REQUIRED TASKS.
1. In the passage on HT-PEM fuel cell durability, what lifetime is expected by 2020 for a micro-CHP with power in the range of 1 to 10 kW?
2. Rewrite the stretch of the passage on HT-PEM fuel cell durability from "The required durability" through "0.3%/1 kh [36].", putting "decay rate" in place of "degradation rate".

As discussed earlier, a fuel cell experiences a gradual decline in power output due to exposure to a very aggressive and harsh environment (i.e., severe reducing and oxidizing situations with water, acids, and radicals, also subjected to high electrochemical potentials and temperatures), which influence its durability. Thus, if the stack durability can be established, the HT-PEM fuel cell is expected to exhibit higher durability at the system level.

Technical targets have been established for commercializing PEM fuel cells as electrical power sources for transportation and stationary applications. Although these targets are almost developed for LT-PEM fuel cells, they are, due to their formulation, partly relevant for HT-PEM fuel cells. Compared to the LT-PEM fuel cell systems, the HT-PEM fuel cell systems contain fewer components and are less sensitive to fuel impurity [28]. However, due to high-operating-temperature effects and also the presence of PA in the MEA, establishing a durability target is more challenging for HT-PEM fuel cells compared to LT-PEM fuel cells at the stack level [36].

The required durability target of HT-PEM fuel cell systems differs for transportation and CHP applications [245]. For the transportation application, the systems need to satisfy the durability target of 20 kh with a degradation rate of 1%/1 kh. The APU systems should work under some specific conditions, such as in the mode of weekly cycles to off state and daily cycles to stand-by conditions. A lifetime of about 60 kh is expected to reach by 2020 for a micro-CHP with power in the range of 1 to 10 kW. Another target, where the start-up/shutdown cycles occur no more than once in a month and with a total of fewer than 100 on-off cycles, is to reach the degradation rate of about 0.3%/1 kh [36].

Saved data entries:
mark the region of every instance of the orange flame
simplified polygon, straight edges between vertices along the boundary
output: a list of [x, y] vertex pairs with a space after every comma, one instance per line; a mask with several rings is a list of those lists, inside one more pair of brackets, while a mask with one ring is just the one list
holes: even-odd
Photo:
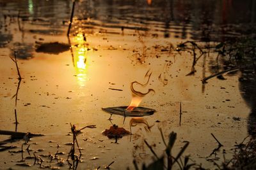
[[147, 0], [147, 2], [148, 3], [148, 5], [151, 5], [152, 4], [152, 0]]
[[146, 87], [149, 82], [149, 80], [150, 78], [151, 74], [152, 74], [152, 72], [150, 73], [150, 70], [148, 70], [146, 74], [145, 75], [145, 78], [148, 77], [148, 80], [147, 81], [147, 82], [145, 84], [141, 84], [136, 81], [132, 81], [131, 83], [131, 90], [132, 91], [132, 101], [131, 102], [130, 105], [126, 108], [127, 111], [132, 111], [134, 108], [138, 107], [139, 106], [140, 103], [142, 101], [142, 97], [144, 97], [145, 96], [146, 96], [147, 94], [148, 94], [148, 93], [150, 93], [151, 91], [155, 92], [155, 90], [154, 90], [152, 89], [149, 89], [147, 92], [142, 93], [139, 91], [135, 90], [134, 88], [133, 87], [133, 85], [134, 83], [137, 83], [143, 87]]

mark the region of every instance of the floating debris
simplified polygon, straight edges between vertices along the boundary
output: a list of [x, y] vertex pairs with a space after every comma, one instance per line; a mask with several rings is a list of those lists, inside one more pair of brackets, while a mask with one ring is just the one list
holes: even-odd
[[118, 127], [118, 125], [114, 124], [111, 126], [109, 129], [106, 129], [103, 132], [103, 135], [107, 136], [109, 139], [122, 138], [125, 135], [130, 134], [130, 132], [126, 131], [123, 127]]
[[51, 54], [58, 54], [69, 50], [70, 46], [58, 42], [42, 43], [36, 49], [36, 52], [43, 52]]
[[132, 110], [126, 110], [127, 106], [109, 107], [102, 108], [102, 110], [114, 115], [118, 115], [124, 117], [145, 117], [154, 114], [156, 111], [154, 109], [143, 107], [136, 107]]
[[31, 165], [28, 164], [28, 163], [18, 163], [16, 164], [16, 166], [24, 166], [24, 167], [31, 167]]

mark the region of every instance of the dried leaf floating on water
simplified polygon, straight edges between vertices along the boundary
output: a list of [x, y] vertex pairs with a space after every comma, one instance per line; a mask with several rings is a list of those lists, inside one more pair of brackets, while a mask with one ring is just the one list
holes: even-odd
[[58, 54], [69, 50], [70, 46], [58, 42], [42, 43], [36, 49], [36, 52], [43, 52], [51, 54]]
[[109, 139], [116, 139], [122, 138], [125, 135], [130, 134], [130, 132], [114, 124], [109, 129], [106, 129], [102, 132], [102, 134], [107, 136]]
[[126, 110], [127, 106], [109, 107], [102, 108], [102, 110], [110, 114], [118, 115], [124, 117], [145, 117], [154, 114], [154, 109], [143, 107], [135, 107], [132, 110]]

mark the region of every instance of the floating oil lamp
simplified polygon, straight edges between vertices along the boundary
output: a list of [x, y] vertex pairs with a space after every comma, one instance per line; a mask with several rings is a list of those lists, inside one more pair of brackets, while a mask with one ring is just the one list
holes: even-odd
[[[102, 108], [103, 111], [110, 113], [112, 116], [114, 115], [118, 115], [124, 117], [144, 117], [149, 116], [154, 114], [156, 111], [154, 109], [147, 108], [143, 107], [139, 107], [140, 103], [141, 102], [142, 97], [150, 93], [150, 92], [155, 91], [153, 89], [148, 89], [146, 93], [142, 93], [134, 90], [133, 85], [137, 83], [142, 87], [145, 87], [148, 85], [149, 79], [150, 78], [152, 73], [149, 70], [145, 75], [145, 78], [148, 77], [148, 80], [145, 84], [141, 84], [138, 81], [133, 81], [131, 83], [131, 90], [132, 91], [132, 101], [129, 106], [118, 106], [118, 107], [109, 107]], [[111, 118], [110, 117], [109, 119]]]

PROBLEM SOLUTIONS.
1. About 60 kh.

2.
The required durability target of HT-PEM fuel cell systems differs for transportation and CHP applications [245]. For the transportation application, the systems need to satisfy the durability target of 20 kh with a decay rate of 1%/1 kh. The APU systems should work under some specific conditions, such as in the mode of weekly cycles to off state and daily cycles to stand-by conditions. A lifetime of about 60 kh is expected to reach by 2020 for a micro-CHP with power in the range of 1 to 10 kW. Another target, where the start-up/shutdown cycles occur no more than once in a month and with a total of fewer than 100 on-off cycles, is to reach the decay rate of about 0.3%/1 kh [36].